▶ [What the task asks] Your job is to set down the stretch of entries that opens with the line containing "five-petaled flower in the image above." and closes with the line containing "lavender flower in the image above.". Keep both end lines, copy each exactly, and add nothing.

[Natural language region descriptions]
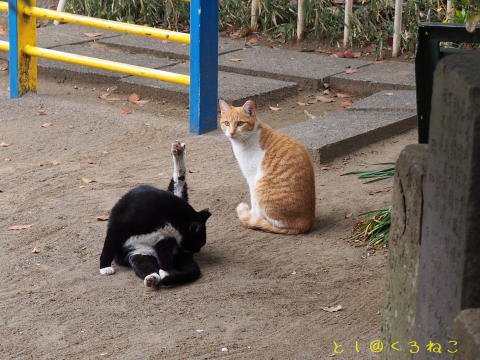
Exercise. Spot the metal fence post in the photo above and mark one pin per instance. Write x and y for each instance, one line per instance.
(203, 65)
(22, 31)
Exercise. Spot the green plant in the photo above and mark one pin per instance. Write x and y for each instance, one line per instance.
(375, 175)
(373, 232)
(467, 12)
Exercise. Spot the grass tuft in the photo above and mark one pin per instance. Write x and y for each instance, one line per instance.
(373, 232)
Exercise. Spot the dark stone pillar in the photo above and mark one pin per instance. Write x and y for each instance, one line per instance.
(449, 268)
(404, 250)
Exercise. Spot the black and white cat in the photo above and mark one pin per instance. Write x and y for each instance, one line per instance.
(156, 232)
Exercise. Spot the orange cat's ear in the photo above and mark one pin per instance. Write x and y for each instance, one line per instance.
(249, 107)
(224, 107)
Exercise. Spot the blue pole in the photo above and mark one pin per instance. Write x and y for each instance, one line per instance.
(13, 52)
(203, 65)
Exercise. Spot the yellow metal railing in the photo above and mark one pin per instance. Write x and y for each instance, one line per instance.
(103, 24)
(100, 63)
(107, 65)
(4, 45)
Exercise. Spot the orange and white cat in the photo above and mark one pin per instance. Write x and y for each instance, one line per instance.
(278, 170)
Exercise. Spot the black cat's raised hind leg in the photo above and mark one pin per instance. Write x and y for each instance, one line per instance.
(146, 267)
(178, 183)
(186, 271)
(108, 253)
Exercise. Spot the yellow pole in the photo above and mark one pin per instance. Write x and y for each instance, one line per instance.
(27, 34)
(4, 45)
(108, 25)
(108, 65)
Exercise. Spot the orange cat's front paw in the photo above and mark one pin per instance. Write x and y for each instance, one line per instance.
(243, 211)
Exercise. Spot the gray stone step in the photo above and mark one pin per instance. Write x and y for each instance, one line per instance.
(340, 133)
(388, 100)
(166, 48)
(233, 88)
(307, 69)
(61, 69)
(376, 77)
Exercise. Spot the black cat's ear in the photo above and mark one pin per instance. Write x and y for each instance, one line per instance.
(204, 215)
(195, 227)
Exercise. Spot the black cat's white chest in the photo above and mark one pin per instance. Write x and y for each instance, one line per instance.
(144, 244)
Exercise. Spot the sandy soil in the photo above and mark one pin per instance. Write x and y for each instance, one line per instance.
(260, 295)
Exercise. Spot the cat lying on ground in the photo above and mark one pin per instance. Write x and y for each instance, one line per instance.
(156, 232)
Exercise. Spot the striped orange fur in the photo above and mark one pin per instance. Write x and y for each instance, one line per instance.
(278, 169)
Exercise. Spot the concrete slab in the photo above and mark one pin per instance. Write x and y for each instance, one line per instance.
(376, 77)
(342, 132)
(73, 71)
(66, 34)
(388, 100)
(170, 49)
(307, 69)
(233, 88)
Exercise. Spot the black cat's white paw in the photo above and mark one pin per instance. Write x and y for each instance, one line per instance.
(107, 271)
(152, 280)
(178, 148)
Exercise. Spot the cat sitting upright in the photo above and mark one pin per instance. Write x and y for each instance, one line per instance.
(278, 170)
(156, 232)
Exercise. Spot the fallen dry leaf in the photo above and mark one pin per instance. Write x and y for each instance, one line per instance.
(20, 227)
(92, 34)
(108, 98)
(133, 98)
(348, 54)
(253, 41)
(142, 102)
(332, 308)
(309, 115)
(324, 99)
(346, 103)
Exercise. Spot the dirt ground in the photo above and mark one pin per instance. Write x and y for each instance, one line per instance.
(260, 296)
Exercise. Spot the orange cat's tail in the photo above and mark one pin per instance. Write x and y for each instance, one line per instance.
(253, 222)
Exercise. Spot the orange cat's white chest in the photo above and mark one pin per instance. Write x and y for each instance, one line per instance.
(250, 156)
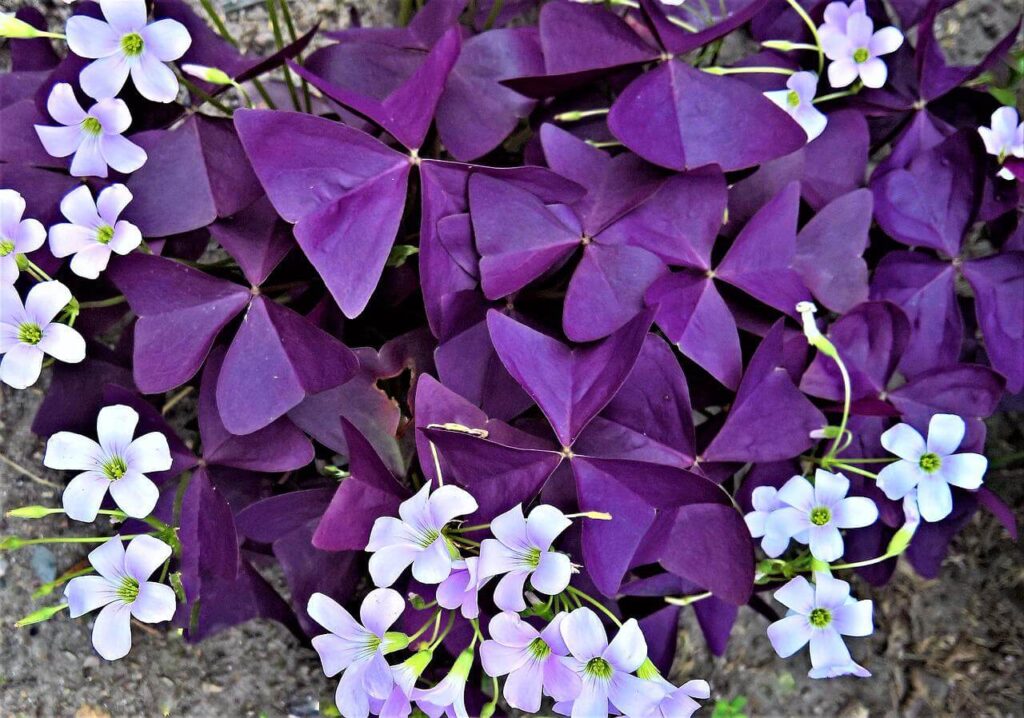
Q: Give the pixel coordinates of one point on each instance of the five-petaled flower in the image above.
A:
(357, 647)
(821, 615)
(534, 661)
(125, 44)
(1005, 137)
(520, 551)
(855, 50)
(117, 463)
(28, 332)
(930, 466)
(94, 137)
(818, 511)
(418, 537)
(93, 229)
(798, 100)
(123, 590)
(17, 236)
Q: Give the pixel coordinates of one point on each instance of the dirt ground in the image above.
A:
(947, 647)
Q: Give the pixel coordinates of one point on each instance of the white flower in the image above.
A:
(116, 463)
(125, 44)
(16, 236)
(93, 229)
(28, 332)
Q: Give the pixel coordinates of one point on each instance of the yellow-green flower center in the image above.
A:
(820, 515)
(30, 333)
(132, 44)
(820, 618)
(930, 463)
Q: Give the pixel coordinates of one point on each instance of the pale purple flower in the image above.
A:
(16, 236)
(418, 537)
(856, 51)
(520, 551)
(534, 661)
(125, 44)
(124, 592)
(449, 697)
(93, 137)
(931, 466)
(821, 615)
(462, 588)
(819, 510)
(93, 230)
(604, 669)
(798, 101)
(117, 463)
(1005, 138)
(357, 647)
(28, 332)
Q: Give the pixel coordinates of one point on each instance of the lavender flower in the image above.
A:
(123, 590)
(17, 236)
(117, 463)
(93, 230)
(125, 44)
(798, 100)
(821, 615)
(820, 510)
(604, 669)
(520, 551)
(534, 661)
(930, 467)
(418, 538)
(1005, 138)
(93, 137)
(855, 51)
(358, 647)
(28, 332)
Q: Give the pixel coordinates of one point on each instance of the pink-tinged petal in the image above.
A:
(125, 15)
(855, 512)
(111, 203)
(904, 441)
(964, 470)
(112, 632)
(135, 494)
(126, 238)
(155, 603)
(945, 431)
(116, 427)
(934, 498)
(86, 593)
(166, 39)
(70, 452)
(584, 634)
(122, 154)
(873, 73)
(91, 260)
(154, 80)
(798, 595)
(148, 453)
(380, 609)
(88, 160)
(143, 555)
(790, 635)
(629, 648)
(552, 574)
(854, 619)
(388, 563)
(62, 107)
(84, 495)
(109, 559)
(103, 78)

▶ [Solution for this exercise]
Q: Give the pixel coordinates of one point on each instance of the five-petaled flower in the image above.
A:
(357, 647)
(821, 615)
(534, 661)
(125, 44)
(1005, 137)
(520, 551)
(855, 50)
(117, 463)
(28, 332)
(930, 466)
(94, 137)
(818, 511)
(418, 537)
(93, 229)
(798, 100)
(123, 590)
(17, 236)
Q: Give the pixel coordinates of one point on each instance of the dirt ground in the image above.
A:
(947, 647)
Q: Give the pixel coordinates of one point on each instance of the white flower in the image above.
A:
(116, 463)
(125, 44)
(16, 236)
(93, 229)
(28, 332)
Q: Give the pixel coordinates of one point on each instance of the yellow-green flower center in the image above.
A:
(820, 515)
(30, 333)
(132, 44)
(820, 618)
(930, 463)
Q: Give the pixel coordinates of one point on each instance of the pale purple flower in the image above.
A:
(16, 236)
(418, 537)
(856, 51)
(520, 551)
(534, 661)
(125, 44)
(124, 592)
(449, 697)
(93, 137)
(931, 466)
(821, 615)
(462, 588)
(819, 510)
(93, 230)
(604, 669)
(798, 101)
(117, 463)
(1005, 138)
(357, 647)
(28, 332)
Q: Give the pixel coordinates of one point on each instance of the lavender flower in the image above.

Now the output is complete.